----- Selected passage -----

Preferably, resistance provides a sensed change in displacement. Preferably, the
longitudinally extending contained elongating electrical conductor fluid 88 is a liquid metal
mass, more preferably a liquid metal mass comprised of Gallium and Indium.
[0082] Preferably, the method includes disposing a plurality of the complementing pair
longitudinally extending sensor member assemblies 90 sensing position characteristics
between the first end bearing connector 24 and the second end bearing connector 28, with
their longitudinally extending axis 74 nonparallel. Preferably, the longitudinally extending
sensor member assemblies 90 extend through the spherical shell segments 46. Preferably,
four longitudinally extending sensor member assemblies 90 extend through the spherical
shell segments 46, with their longitudinally extending axis 74 nonparallel to each other and
oriented relative to the rotary wing hub axis of rotation 54.
[0083] Preferably, the method includes providing a load sensing assembly 96, the load
sensing assembly 96 powered with the kinetic energy power harvester 38 with the load
sensing assembly 96 transmitting load sensor data through the wireless transmitter 36 to the
wireless receiver 44. Preferably, the load sensing assembly 96 is comprised of a plurality of
strain gauge bridges coupled with the first end bearing connector 24.
[0084] Preferably, providing the kinetic energy ambient harvester 38 includes providing a
kinetic energy power harvester 38 with a winding 102 and a plurality of magnets 104.
[0085] Preferably, the method includes providing a second elastomeric laminate 106, the
second elastomeric laminate 106 including a plurality of second elastomeric laminate 106
mold bonded alternating layers of interiorly positioned nonelastomeric shims 108 and
elastomeric shims 110. Preferably, the method includes vulcanize bonding inside an
elastomeric curing mold 112 which contains and positions the shims during an applied mold
pressure and temperature to provide the second elastomeric laminate 106 of cured elastomer
shims 110 and nonelastomeric shims 108. Preferably, the kinetic energy power harvester 38
is coupled with the second elastomeric laminate 106. Preferably, the second elastomeric
laminate 106 is mold bonded alternating layers of flat planar nonelastomeric shims 108 and
flat planar elastomeric shims 110, preferably circular flat planar shims providing a cylindrical
mold bonded laminate 114, preferably cylindrical mold bonded laminate pitch bearing for
controlling cyclical motions.

-----

● Problems:
1. According to the bearing passage, what is the load sensing assembly 96 comprised of?
2. Render this sentence from the bearing passage in Spanish: "Preferably, the kinetic energy power harvester 38 is coupled with the second elastomeric laminate 106."
3. Reproduce the bearing passage word for word, beginning at the words "[0083] Preferably, the" and stopping after "of magnets 104.".
Answer from the bearing passage alone, without reference to the data.

----- Extracted records -----

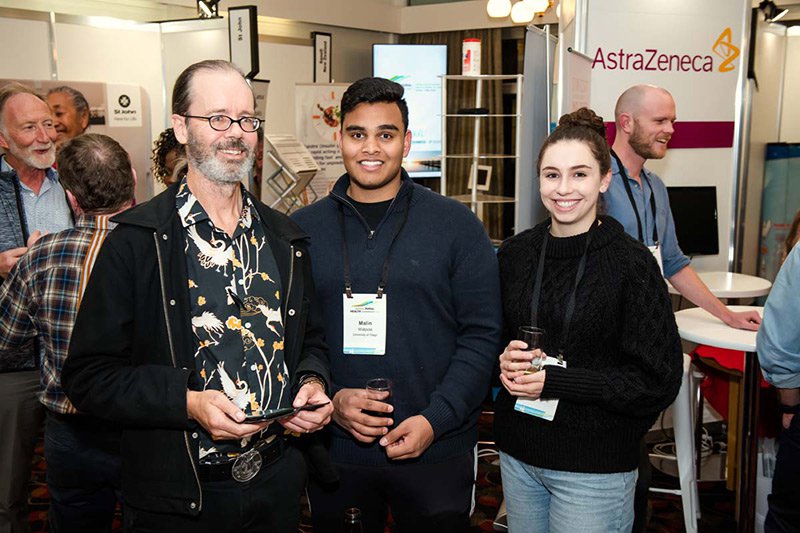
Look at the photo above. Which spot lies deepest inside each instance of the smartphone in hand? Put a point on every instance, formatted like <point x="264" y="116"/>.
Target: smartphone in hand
<point x="274" y="414"/>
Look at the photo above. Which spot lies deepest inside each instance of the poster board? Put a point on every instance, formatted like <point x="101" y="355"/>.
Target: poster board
<point x="318" y="121"/>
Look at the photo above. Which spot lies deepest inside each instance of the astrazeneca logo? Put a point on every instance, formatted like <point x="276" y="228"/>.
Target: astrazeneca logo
<point x="654" y="60"/>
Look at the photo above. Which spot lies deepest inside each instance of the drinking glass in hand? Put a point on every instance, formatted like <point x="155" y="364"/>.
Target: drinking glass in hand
<point x="376" y="390"/>
<point x="533" y="337"/>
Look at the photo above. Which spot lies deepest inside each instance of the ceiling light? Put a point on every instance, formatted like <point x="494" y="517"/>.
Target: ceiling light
<point x="521" y="12"/>
<point x="498" y="8"/>
<point x="780" y="15"/>
<point x="772" y="13"/>
<point x="207" y="9"/>
<point x="538" y="6"/>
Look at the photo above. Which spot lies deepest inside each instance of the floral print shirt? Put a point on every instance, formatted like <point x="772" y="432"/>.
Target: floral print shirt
<point x="235" y="296"/>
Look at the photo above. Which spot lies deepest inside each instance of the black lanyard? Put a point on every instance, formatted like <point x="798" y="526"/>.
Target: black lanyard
<point x="537" y="288"/>
<point x="348" y="283"/>
<point x="628" y="190"/>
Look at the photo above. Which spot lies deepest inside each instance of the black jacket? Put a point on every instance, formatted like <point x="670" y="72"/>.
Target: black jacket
<point x="131" y="354"/>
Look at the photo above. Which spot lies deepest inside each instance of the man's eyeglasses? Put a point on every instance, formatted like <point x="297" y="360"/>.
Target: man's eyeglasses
<point x="224" y="122"/>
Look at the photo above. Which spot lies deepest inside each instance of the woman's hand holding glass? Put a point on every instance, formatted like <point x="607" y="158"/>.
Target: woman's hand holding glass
<point x="518" y="372"/>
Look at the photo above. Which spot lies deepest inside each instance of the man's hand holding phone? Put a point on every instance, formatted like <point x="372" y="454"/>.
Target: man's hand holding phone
<point x="220" y="416"/>
<point x="309" y="419"/>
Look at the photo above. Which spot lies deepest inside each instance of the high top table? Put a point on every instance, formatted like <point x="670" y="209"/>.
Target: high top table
<point x="731" y="285"/>
<point x="699" y="326"/>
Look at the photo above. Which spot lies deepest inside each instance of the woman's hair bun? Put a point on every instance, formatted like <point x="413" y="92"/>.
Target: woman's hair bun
<point x="586" y="118"/>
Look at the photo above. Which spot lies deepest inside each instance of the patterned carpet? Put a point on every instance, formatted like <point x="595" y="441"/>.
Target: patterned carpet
<point x="667" y="517"/>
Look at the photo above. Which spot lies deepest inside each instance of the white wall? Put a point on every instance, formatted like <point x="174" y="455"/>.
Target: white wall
<point x="34" y="63"/>
<point x="764" y="124"/>
<point x="790" y="116"/>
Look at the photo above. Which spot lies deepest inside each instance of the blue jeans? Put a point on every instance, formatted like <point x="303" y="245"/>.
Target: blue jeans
<point x="539" y="500"/>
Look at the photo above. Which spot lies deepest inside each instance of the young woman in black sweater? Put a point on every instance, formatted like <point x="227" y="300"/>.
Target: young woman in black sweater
<point x="569" y="433"/>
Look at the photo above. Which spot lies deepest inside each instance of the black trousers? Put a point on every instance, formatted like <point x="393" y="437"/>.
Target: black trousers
<point x="270" y="502"/>
<point x="422" y="497"/>
<point x="84" y="471"/>
<point x="784" y="502"/>
<point x="640" y="498"/>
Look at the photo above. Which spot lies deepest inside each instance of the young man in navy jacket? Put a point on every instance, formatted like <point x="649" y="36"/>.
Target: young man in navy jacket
<point x="409" y="289"/>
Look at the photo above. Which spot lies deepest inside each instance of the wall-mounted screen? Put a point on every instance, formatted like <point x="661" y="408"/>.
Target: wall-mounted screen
<point x="695" y="212"/>
<point x="417" y="67"/>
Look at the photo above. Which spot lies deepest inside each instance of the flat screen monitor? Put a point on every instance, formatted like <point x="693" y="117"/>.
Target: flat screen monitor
<point x="417" y="67"/>
<point x="695" y="212"/>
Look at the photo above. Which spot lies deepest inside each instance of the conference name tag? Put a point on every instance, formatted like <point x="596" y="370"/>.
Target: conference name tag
<point x="364" y="321"/>
<point x="656" y="251"/>
<point x="545" y="409"/>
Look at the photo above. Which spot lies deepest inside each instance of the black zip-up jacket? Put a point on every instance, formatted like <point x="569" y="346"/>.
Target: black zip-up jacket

-----

● Results of the exercise:
1. A plurality of strain gauge bridges coupled with the first end bearing connector 24.

2. Preferiblemente, el recolector de energía cinética 38 está acoplado con el segundo laminado elastomérico 106.

3.
[0083] Preferably, the method includes providing a load sensing assembly 96, the load
sensing assembly 96 powered with the kinetic energy power harvester 38 with the load
sensing assembly 96 transmitting load sensor data through the wireless transmitter 36 to the
wireless receiver 44. Preferably, the load sensing assembly 96 is comprised of a plurality of
strain gauge bridges coupled with the first end bearing connector 24.
[0084] Preferably, providing the kinetic energy ambient harvester 38 includes providing a
kinetic energy power harvester 38 with a winding 102 and a plurality of magnets 104.